*** Exercise passage
U.S. makes gains in Afghanistan, report says, amid threat of rising violence
The momentum in Afghanistan is firmly on the side of the United States and its allies in Afghanistan, a Pentagon report released Friday said, but officials admit that violence there is rising and the fighting season ahead could be the worst yet.
The Taliban insurgency has been dealt heavy blows since the U.S. troop surge last year, a senior defense official said, speaking on condition of anonymity.
“It controls less area than it did, it controls significantly less of the population than it did, and that it has been removed from key areas – especially the districts around Kandahar – that they had controlled since the mid-’90s,” he said.
In order for the Taliban to prove they are still a force to be reckoned with to the Afghan population, “they’re going to have to respond,” he said.
Senior NATO officials said they had received intelligence that the Taliban has planned major attacks for the coming days, Associated Press reported Friday.
With planning under way for a U.S. troop drawdown beginning in July, the defense official said, the Pentagon’s current measure of success or failure in Afghanistan is not the level of violence. The measure is success in setting up security and civil institutions and winning popular support for those reforms, he said.
“Our objective in this war is not to kill every Taliban,” he said. “Our objective is for there to be a political process that is Afghan-led and results in the Afghans coming up with their own way forward.”
******
*** Data under study
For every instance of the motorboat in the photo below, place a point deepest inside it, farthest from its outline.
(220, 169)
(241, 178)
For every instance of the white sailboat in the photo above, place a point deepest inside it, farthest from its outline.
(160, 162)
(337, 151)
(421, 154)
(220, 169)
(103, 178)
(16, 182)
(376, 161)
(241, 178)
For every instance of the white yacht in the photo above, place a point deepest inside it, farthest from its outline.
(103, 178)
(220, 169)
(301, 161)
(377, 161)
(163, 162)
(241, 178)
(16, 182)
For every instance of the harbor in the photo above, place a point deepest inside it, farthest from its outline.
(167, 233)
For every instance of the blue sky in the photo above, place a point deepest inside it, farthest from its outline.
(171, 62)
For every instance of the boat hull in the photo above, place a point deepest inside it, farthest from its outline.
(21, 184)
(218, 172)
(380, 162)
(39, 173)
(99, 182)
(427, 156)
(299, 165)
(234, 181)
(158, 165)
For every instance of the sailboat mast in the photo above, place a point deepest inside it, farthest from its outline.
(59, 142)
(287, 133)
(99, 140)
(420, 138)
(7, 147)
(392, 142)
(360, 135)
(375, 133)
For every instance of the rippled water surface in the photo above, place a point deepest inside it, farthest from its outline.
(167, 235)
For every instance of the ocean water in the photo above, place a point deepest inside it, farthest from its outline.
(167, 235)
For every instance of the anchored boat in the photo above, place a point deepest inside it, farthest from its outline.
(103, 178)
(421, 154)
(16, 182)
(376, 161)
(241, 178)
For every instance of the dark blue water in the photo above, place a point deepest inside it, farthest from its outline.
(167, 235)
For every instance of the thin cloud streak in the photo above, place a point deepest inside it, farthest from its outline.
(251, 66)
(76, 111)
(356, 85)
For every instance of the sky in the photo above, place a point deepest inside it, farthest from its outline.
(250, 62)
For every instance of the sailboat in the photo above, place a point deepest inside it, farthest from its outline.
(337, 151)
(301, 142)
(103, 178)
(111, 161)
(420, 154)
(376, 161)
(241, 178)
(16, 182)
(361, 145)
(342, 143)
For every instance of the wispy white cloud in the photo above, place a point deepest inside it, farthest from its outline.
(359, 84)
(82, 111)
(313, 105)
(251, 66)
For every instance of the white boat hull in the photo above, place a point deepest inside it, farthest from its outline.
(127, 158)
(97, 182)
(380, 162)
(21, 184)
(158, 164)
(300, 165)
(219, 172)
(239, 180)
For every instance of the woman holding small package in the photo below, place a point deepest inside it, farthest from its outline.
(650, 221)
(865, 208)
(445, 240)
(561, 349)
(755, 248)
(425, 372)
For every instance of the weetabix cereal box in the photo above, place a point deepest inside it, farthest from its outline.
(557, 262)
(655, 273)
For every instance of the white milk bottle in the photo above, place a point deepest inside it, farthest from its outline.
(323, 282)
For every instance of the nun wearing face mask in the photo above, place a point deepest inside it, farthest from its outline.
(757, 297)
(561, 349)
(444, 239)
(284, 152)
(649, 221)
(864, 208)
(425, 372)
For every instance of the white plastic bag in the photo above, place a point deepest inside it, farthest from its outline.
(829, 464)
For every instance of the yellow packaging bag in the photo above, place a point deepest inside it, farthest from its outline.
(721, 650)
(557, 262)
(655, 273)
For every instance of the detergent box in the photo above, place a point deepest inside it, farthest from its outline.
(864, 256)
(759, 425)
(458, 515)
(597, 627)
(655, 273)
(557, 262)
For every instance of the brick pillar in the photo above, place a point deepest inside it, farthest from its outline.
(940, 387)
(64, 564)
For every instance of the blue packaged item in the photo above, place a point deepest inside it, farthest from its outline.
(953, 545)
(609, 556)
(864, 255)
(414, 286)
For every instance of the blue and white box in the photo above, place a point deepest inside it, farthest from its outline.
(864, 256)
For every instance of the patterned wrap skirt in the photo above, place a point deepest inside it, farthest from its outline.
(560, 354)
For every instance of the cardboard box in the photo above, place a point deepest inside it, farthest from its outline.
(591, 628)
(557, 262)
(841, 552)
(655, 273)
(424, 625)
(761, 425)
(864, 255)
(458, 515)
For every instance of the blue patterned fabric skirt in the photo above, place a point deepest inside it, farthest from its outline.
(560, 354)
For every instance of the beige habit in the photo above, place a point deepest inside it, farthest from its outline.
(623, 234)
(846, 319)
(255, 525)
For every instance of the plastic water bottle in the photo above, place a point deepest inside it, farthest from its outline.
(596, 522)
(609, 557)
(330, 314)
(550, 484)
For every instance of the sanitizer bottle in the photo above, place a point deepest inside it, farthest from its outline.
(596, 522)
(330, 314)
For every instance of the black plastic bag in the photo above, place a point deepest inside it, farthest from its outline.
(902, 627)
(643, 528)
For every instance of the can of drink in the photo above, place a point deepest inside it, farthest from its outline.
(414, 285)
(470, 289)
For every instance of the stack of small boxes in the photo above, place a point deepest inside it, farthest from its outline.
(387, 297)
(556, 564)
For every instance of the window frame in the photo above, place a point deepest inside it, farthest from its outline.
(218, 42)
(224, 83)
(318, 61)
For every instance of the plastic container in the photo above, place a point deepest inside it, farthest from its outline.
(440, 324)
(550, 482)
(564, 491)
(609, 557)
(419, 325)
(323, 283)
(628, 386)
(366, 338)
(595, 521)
******
Complete the following:
1. In the article on U.S. gains in Afghanistan, when is the U.S. troop drawdown set to begin?
2. Pick up the article on U.S. gains in Afghanistan after its last sentence and carry it forward.

Numbered answers:
1. In July.

2.
Since September, according to the newly released report, Afghanistan has added more than 36,000 army and police recruits. About 75 percent of the Afghan National Police units are able to operate effectively in conjunction with coalition advisers, though none yet is considered able to operate independently. About 95 percent of Afghan National Army units were operating alongside coalition troops, the report said.
A lack of trainers for specialized functions, including medicine and logistics, has hampered the effort to make the Afghan forces self-sustaining, the report said. Much of the training has focused on fighting, and with the ability of Afghan forces developing, fewer foreign troops will be needed to supervise and assist them in the field, the senior official said.
By summer, the report predicted, Afghan security forces will be ready to take the lead on security in seven regions of the country.